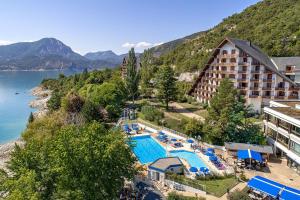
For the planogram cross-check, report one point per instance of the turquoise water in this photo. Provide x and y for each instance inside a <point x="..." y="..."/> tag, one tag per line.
<point x="14" y="109"/>
<point x="190" y="157"/>
<point x="147" y="149"/>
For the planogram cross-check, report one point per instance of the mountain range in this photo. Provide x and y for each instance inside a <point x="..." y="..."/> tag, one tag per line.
<point x="273" y="25"/>
<point x="52" y="54"/>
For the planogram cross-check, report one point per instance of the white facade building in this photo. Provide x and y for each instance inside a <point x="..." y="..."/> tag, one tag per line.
<point x="282" y="128"/>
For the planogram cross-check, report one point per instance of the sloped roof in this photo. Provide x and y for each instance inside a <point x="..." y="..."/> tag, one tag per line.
<point x="162" y="164"/>
<point x="282" y="62"/>
<point x="252" y="50"/>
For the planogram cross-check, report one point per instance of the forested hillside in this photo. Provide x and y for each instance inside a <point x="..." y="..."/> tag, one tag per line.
<point x="273" y="25"/>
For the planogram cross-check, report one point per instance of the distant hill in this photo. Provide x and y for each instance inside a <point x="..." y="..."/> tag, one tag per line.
<point x="273" y="25"/>
<point x="45" y="54"/>
<point x="168" y="46"/>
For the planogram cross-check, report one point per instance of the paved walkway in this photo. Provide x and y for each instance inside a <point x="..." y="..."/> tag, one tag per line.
<point x="180" y="109"/>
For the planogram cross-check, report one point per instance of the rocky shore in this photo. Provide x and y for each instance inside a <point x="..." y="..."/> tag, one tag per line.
<point x="40" y="103"/>
<point x="6" y="149"/>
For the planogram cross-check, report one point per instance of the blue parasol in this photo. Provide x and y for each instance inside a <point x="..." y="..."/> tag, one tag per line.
<point x="193" y="169"/>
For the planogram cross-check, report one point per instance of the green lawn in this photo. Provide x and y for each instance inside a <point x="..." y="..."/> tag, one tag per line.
<point x="217" y="187"/>
<point x="195" y="108"/>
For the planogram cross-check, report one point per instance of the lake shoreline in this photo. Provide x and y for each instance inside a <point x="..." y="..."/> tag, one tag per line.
<point x="40" y="103"/>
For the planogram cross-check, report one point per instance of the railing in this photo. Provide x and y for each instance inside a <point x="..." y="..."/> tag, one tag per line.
<point x="267" y="79"/>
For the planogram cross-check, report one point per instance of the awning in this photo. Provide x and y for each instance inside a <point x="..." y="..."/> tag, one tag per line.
<point x="244" y="154"/>
<point x="273" y="189"/>
<point x="293" y="157"/>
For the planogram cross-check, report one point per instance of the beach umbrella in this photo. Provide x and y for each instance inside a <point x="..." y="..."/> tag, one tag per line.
<point x="190" y="141"/>
<point x="208" y="153"/>
<point x="204" y="169"/>
<point x="213" y="158"/>
<point x="193" y="169"/>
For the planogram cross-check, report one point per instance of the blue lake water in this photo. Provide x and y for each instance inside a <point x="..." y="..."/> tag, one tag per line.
<point x="14" y="109"/>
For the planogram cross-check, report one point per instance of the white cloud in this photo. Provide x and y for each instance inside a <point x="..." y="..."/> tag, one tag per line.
<point x="128" y="45"/>
<point x="5" y="42"/>
<point x="140" y="45"/>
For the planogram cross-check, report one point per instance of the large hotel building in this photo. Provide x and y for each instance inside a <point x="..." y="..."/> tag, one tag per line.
<point x="282" y="128"/>
<point x="256" y="76"/>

--*--

Every record, word for word, should be given back without its pictures.

For the planogram cross-check, report one point per instance of the turquoise water in this photo. Provide x and y for each instance inside a <point x="..." y="..."/> tag, one tag per line.
<point x="14" y="109"/>
<point x="190" y="157"/>
<point x="147" y="149"/>
For the planogram cross-check, report one point per instance of the mountain range in this photo. Provide x and y for each instance inside a <point x="..." y="..."/> tag, one tag per line.
<point x="273" y="25"/>
<point x="52" y="54"/>
For the planogram cross-check, report one point per instance of the white facade building in this photo. Provide x and y for each instance inside a <point x="..." y="..."/> tag, one tag per line.
<point x="282" y="128"/>
For the planogram cross-check, report one point per instance of the sloped roof in this photo. Provide x and y for each instance inside a <point x="..." y="..."/> tag, one tag per line.
<point x="162" y="164"/>
<point x="282" y="62"/>
<point x="252" y="50"/>
For the planogram cross-check, report one point per instance of the forested hillside in this photo. Provide x and y for each instance inside a <point x="..." y="..."/> tag, one tag per line.
<point x="273" y="25"/>
For the planogram cross-check, report one point per instance of the distant hill in this photo. Provide x and y for each instance inside a <point x="..." y="..."/> tag, one tag per line.
<point x="273" y="25"/>
<point x="45" y="54"/>
<point x="168" y="46"/>
For the planogram cross-check, report one point per instance of the paved walkway in this photo. Provide x and y for each instance inside a <point x="..." y="..."/> tag, one tag per line.
<point x="180" y="109"/>
For the planogram cross-check, report one point per instance of the rocky shore in this photo. Provide x and y for each instance inside a <point x="..." y="..."/> tag, one tag per line.
<point x="40" y="103"/>
<point x="6" y="149"/>
For the planogram cross-check, report one point per instance of the blue parasol in this photo. Provide x and y for each instance inside a <point x="..." y="..."/> tag, one tag per line.
<point x="193" y="169"/>
For the planogram cross-check, report one point per instance of the green lawn in this photo. Provide x and y for each instance inside a <point x="..." y="..."/> tag, one tag per line.
<point x="217" y="187"/>
<point x="195" y="108"/>
For the planogram cross-check, report one point per instance of the lake shoreline in this photo. Provide x and y for each instance inside a <point x="..." y="..."/> tag, one tag per line.
<point x="40" y="103"/>
For the planogram cross-check, report one point per instance of the railing in this photo. Provide x and y for each instance inside a <point x="..." y="..."/> tag, one tag per line.
<point x="267" y="79"/>
For the planogram cross-check, report one point per instance of the awning in this photo. Provide x and y for each instance inside a <point x="..." y="..."/> tag, one tag per line.
<point x="244" y="154"/>
<point x="273" y="189"/>
<point x="293" y="157"/>
For the planogram cross-check, report one point per instance of the beach umbrella in this photo. Provide x and y for each instance inside a <point x="..." y="..."/> tag, one tag per line.
<point x="190" y="141"/>
<point x="208" y="153"/>
<point x="204" y="169"/>
<point x="213" y="158"/>
<point x="193" y="169"/>
For the planogram cross-check, report one point per instance of the blue lake water in this photo. Provide x and y for each instance inside a <point x="..." y="..."/> tag, one tag per line.
<point x="14" y="109"/>
For the planogram cross-check, report one point per instance of the white cloud in this photo. Provide x and y for each instance inside a <point x="..." y="..."/> tag, one tag per line.
<point x="128" y="45"/>
<point x="5" y="42"/>
<point x="140" y="45"/>
For the planogram cross-check, report one point per instance of the large hotel building in this photo. Provide x and y for each instance inside a <point x="..." y="..."/> tag, one tag per line.
<point x="282" y="128"/>
<point x="256" y="76"/>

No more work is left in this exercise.